─── Reading text ───

Congress passed the first DST law in 1918 and repealed it the next year. Franklin Delano Roosevelt imposed year-round DST for three years during the Second World War. In 1966, Congress approved a uniform DST standard for the whole country. In the 1970s, Richard Nixon had the nation go on DST for 15 consecutive months in order to conserve energy. The last president to modify DST was Ronald Reagan, who advanced DST’s start date to the first Sunday in April.

I recently wondered exactly why we observe Daylight Saving Time (DST). For some reason, I had harbored a vague notion that it had to do with farmers.

Well, it turns out that DST had nothing to do with farmers, who traditionally haven’t cared much for it. They care a lot less nowadays, but when the first DST law was making its way through Congress, farmers actually lobbied against it. Dairy farmers were especially upset because their cows refused to accept humanity’s tinkering with the hands of time. The obstinate cud-chewers wanted to be milked every twelve hours, and had absolutely no interest in resetting their biological clocks–even if the local creameries suddenly wanted their milk an hour earlier.

As Michael Downing points out in his new book, Spring Forward: The Annual Madness of Daylight Saving Time, urban businessmen were a major force behind the adoption of DST in the United States. They thought daylight would encourage workers to go shopping on their way home. They also tried to make a case for agriculture, though they didn’t bother to consult any actual farmers. One pamphlet argued that DST would benefit the men and women who worked the land because “most farm products are better when gathered with dew on. They are firmer, crisper, than if the sun has dried the dew off.” At least that was the claim of the Boston Chamber of Commerce, chaired by department-store magnate A. Lincoln Filene. This was utter nonsense. A lot of crops couldn’t be harvested until the morning dew had evaporated. What’s more, morning dew has no effect whatsoever on firmness or crispness.

Perhaps farmers should take one for the team–i.e., put up with DST even though they don’t like it because it keeps city cash registers chinging into the twilight. Yet the contention that DST is good for business is doubtful. It may help some businesses, but it also stands to reason that other ones suffer. If people are more likely to browse the racks at Filene’s Basement in the daylight, then they’re probably also less likely to go to the movies or take-out restaurants. And in the morning, when it’s darker during rush hour, commuters are perhaps disinclined to stop at the corner store for a newspaper or the coffee bar for a latte. Although it’s impossible to know the precise economic effects of DST, any attempt to calculate them carries the malodorous whiff of industrial policy.

───

● **Task list**:
A - Translate this sentence from the Daylight Saving Time text into Spanish: "Congress passed the first DST law in 1918 and repealed it the next year."
B - Take the Daylight Saving Time text further, starting right after its final sentence.
You won't need any of the lines to do the tasks.

─── Dataset ───

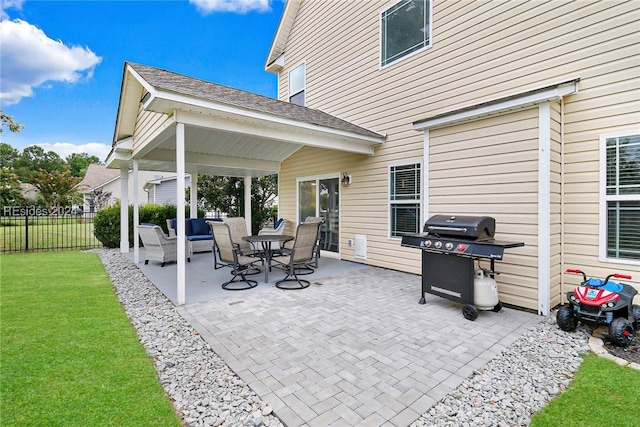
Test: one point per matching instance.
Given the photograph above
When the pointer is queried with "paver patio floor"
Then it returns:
(353, 349)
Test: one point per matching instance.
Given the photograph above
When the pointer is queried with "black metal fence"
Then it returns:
(24, 233)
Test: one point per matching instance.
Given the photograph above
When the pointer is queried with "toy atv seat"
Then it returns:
(602, 302)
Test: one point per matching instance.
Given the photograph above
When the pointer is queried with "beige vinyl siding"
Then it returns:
(494, 50)
(148, 124)
(481, 51)
(364, 205)
(489, 167)
(555, 251)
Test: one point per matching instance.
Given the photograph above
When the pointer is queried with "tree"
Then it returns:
(79, 162)
(56, 188)
(98, 199)
(226, 194)
(34, 159)
(10, 190)
(8, 155)
(264, 191)
(8, 121)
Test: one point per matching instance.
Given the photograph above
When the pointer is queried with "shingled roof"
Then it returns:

───

● **Responses to the tasks**:
A - El Congreso aprobó la primera ley de DST en 1918 y la derogó al año siguiente.

B -
We’re also informed that DST helps conserve energy, apparently because people arriving home when the sun is still up don’t switch on their lights. Didn’t it occur to anybody that maybe they compensate by switching them on earlier in the morning? Moreover, people who arrive home from work an hour earlier during the hot summer months are probably more prone to turning up their air conditioners. According to Downing, the petroleum industry once was “an ardent and generous supporter” of DST because it believed people would hop in their cars and drive for pleasure–and guzzle more gas.

But the very worst thing about DST is that it’s bad for your health. According to Stanley Coren, a sleep expert at the University of British Columbia, the number of traffic accidents and fatal industrial mishaps (Ed: and painful falls) increase on the Monday after we spring forward. (Check out one of his studies here.) The reason, presumably, is because losing even a single hour of sleep over the weekend makes a lot of people a bit drowsier on what we might usefully call Black Monday. Unfortunately, there’s no compensating effect of a super-safe Monday as we go off DST and “fall back” in the autumn.

So DST is deadly. But maybe we should keep that troubling little fact to ourselves, before Congress decides to impose the National Bedtime Hour.